─── SELECTED PASSAGE ───

Wealthy farmers got easy credit, and those with small holdings were on their own. As agriculture became geared to the market rather than family needs, irrigation was necessary just as it is in the Central Valley in California. To fuel the pumps for irrigation, it takes a major investment that only wealthy farmers could afford. Ajl writes about the poor peasantry’s distress:

What were the consequences of these policies? In eight villages in Idlib, Hama, and Hasakah provinces in 2000, the percentage of immiserated groups amongst the total agricultural households reached 34–37 per cent. Furthermore, the official statistics on agricultural households without land indicate that from 1981 to 1994, the number of landless rural households had doubled, from 11,224 to 22,860.80 These rural people were concentrated in Raqqa, Deir Ezzor, and Hasakah. This number is in addition to leasers or sharecroppers farming less than two hectares, who numbered some 110,000. There is reason to think these trends continued and heightened. Furthermore, poverty is concentrated in this segment of the rural population. Surveys found that in the early 2000s, 77 per cent of the poor in the countryside did not own land, but owned other assets, such as livestock—primarily, sheep, cattle, and poultry. Thus, there was a massive sector of the Syrian marginal rural poor who relied on livestock for their well-being, particularly in the country’s more arid Northeast—the centre of poverty. This was before the drought of 2008 but, it should be noted, after the drought of 1999, leaving a population perched on the precipice of absolute penury.

Such was the fate of a majority of Syrians before 2011. With nine years of war in front of them, the suffering grew exponentially. People already forced into the barest of circumstances soon found themselves facing barrel bomb attacks, starvation sieges and chemical gas attacks. No wonder so many decided to take a chance fleeing across the Mediterranean in barely sea-worthy boats or treks through Eastern Europe facing xenophobic cops and gangs.

───

TASK BRIEF >>
Continue the piece on rural poverty in Syria before and during the war, starting right after its final sentence.

─── SUPPLIED DATA ───

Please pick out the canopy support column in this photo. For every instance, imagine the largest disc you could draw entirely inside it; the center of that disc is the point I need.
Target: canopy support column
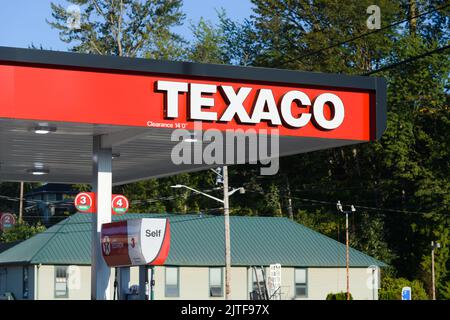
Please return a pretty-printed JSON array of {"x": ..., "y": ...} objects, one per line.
[
  {"x": 102, "y": 186},
  {"x": 124, "y": 282}
]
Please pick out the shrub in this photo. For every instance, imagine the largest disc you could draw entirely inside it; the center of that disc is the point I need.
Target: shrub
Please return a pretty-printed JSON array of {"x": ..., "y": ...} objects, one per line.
[{"x": 391, "y": 289}]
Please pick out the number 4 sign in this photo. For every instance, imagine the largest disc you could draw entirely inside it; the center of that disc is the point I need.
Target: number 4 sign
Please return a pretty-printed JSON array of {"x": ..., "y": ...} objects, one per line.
[
  {"x": 85, "y": 202},
  {"x": 119, "y": 204}
]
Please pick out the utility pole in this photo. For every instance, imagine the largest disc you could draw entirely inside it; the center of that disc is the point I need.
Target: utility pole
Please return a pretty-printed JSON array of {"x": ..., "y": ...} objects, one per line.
[
  {"x": 289, "y": 199},
  {"x": 434, "y": 245},
  {"x": 21, "y": 203},
  {"x": 347, "y": 247},
  {"x": 222, "y": 178},
  {"x": 226, "y": 211}
]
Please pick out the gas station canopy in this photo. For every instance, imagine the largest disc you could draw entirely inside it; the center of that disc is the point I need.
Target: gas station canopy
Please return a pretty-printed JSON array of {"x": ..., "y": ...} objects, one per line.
[{"x": 53, "y": 104}]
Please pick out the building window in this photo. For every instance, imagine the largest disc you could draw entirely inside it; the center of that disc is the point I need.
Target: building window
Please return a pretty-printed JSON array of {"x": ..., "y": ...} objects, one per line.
[
  {"x": 258, "y": 285},
  {"x": 301, "y": 285},
  {"x": 215, "y": 282},
  {"x": 172, "y": 282},
  {"x": 61, "y": 280},
  {"x": 25, "y": 287}
]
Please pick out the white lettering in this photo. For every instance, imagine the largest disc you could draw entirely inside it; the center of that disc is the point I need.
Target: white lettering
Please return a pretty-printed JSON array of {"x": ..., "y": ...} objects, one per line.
[
  {"x": 172, "y": 89},
  {"x": 318, "y": 111},
  {"x": 286, "y": 109},
  {"x": 197, "y": 102}
]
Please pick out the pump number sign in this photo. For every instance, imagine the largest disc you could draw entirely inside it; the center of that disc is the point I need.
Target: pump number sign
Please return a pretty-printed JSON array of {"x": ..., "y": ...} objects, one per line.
[
  {"x": 119, "y": 204},
  {"x": 84, "y": 202}
]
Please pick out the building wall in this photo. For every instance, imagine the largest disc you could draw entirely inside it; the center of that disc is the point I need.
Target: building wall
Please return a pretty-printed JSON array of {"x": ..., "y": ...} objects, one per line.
[{"x": 194, "y": 282}]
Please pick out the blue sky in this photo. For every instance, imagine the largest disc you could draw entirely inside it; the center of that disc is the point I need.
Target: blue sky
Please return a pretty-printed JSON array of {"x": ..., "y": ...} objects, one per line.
[{"x": 22, "y": 22}]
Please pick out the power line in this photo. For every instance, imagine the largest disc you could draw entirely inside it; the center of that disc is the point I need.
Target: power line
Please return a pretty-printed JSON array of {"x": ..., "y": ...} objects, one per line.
[
  {"x": 414, "y": 58},
  {"x": 368, "y": 33},
  {"x": 356, "y": 206}
]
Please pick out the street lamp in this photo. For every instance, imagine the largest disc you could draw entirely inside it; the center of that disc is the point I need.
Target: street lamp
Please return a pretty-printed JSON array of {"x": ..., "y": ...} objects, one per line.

───

EXERCISE OUTPUT >>
If the term Pyrrhic victory ever had an application, surely it describes Assad’s over the plebian masses. In the process of crushing the revolution, he left the country moribund. In pursuing his narrow interests, he has even turned against his cousin Rami Makhlouf who was the country’s wealthiest man. Perhaps, it is a case of closing the barn door after the horse has escaped. Makhlouf kept billions stashed away in banks that were in Mossack Fonseca’s portfolio. If the Syrian government had simply enforced a progressive tax, that money could have helped the poor farmers and spared the country a bloody civil war.

If you read Sam Dagher’s “Assad or We Burn the Country“, you will concludes that Assad was as crazed in his own way as Stalin. He saw everyone as a possible threat, including Manaf Tlass, the head of his praetorian guard. Lately, Makhlouf has taken to YouTube to plead his case against possible seizure of whatever assets he has not concealed.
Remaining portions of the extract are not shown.